Source excerpt
◆ ◆ ◆
It all depends what your goals / expectations you have.

If your never going to compete etc then its about a life balance IMO.


----------



## Little_Jay (Feb 6, 2006)

Milky said:


> It all depends what your goals / expectations you have.
> 
> If your never going to compete etc then its about a life balance IMO.


well in my case its looking good for a holiday, know ones gunna be judging me like on a bb show

but i still wanna look good. but the thing is i do love junk food so ive got to have a balance as u say


----------



## gettingLEAN (Aug 8, 2009)

Little_Jay said:


> looks like alot of people do it.. if ur dieting hard for 5/6 days a week surely oneday cant ruin all taht no matter what u eat
> 
> or can i be proved wrong?


I got pretty lean this way last year (avi) clean all week then a silly amount of sh1t over weekend sometimes 15,000 calories i guess it wont work for everyone but it can be done


----------



## Little_Jay (Feb 6, 2006)

gettingLEAN said:


> I got pretty lean this way last year (avi) clean all week then a silly amount of sh1t over weekend sometimes 15,000 calories i guess it wont work for everyone but it can be done


how long did it take? and where u fat to start


----------



## gymgym (Mar 20, 2012)

Little_Jay said:


> looks like alot of people do it.. if ur dieting hard for 5/6 days a week surely oneday cant ruin all taht no matter what u eat
> 
> or can i be proved wrong?


Depends. If u go on having 4000 calories in one setting and believe me that's very easy when it comes to pastas w/ sauce and saucy meats and cakes then yes that much would literally ruin a week of hard efforts in the gym and set u back. It's all about moderation.
◆ ◆ ◆
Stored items
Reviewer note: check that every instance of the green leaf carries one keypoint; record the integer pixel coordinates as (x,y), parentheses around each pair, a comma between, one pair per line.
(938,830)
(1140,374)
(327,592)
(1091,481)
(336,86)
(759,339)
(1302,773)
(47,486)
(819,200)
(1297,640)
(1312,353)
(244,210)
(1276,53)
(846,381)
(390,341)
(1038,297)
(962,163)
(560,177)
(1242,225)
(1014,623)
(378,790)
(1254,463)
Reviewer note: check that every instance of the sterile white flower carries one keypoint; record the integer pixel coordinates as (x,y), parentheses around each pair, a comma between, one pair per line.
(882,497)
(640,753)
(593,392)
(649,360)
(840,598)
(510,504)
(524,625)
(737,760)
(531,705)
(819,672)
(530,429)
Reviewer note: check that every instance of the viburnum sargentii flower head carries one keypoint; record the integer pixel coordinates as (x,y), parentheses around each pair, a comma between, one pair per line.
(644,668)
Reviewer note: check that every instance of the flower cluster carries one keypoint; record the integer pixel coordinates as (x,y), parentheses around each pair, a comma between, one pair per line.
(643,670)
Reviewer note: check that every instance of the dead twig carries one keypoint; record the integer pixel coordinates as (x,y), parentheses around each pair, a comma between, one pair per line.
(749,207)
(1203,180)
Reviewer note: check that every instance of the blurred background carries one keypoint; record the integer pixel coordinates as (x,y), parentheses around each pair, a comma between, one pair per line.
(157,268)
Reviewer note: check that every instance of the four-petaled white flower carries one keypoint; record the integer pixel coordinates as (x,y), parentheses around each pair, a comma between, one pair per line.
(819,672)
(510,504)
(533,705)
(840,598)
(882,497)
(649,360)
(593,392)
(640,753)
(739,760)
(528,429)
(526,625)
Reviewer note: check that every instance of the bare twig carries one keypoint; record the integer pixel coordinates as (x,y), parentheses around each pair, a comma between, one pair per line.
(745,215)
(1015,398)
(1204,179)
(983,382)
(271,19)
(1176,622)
◆ ◆ ◆
Given instruction 1
Reproduce the part of the dieting thread starting with "well in my case" and going on through "(Aug 8, 2009)".
Given instruction 2
Count the lines in the rows that contain the string "coordinates", and reply with the number only.

Finished answer 1
well in my case its looking good for a holiday, know ones gunna be judging me like on a bb show

but i still wanna look good. but the thing is i do love junk food so ive got to have a balance as u say


----------



## gettingLEAN (Aug 8, 2009)

Finished answer 2
8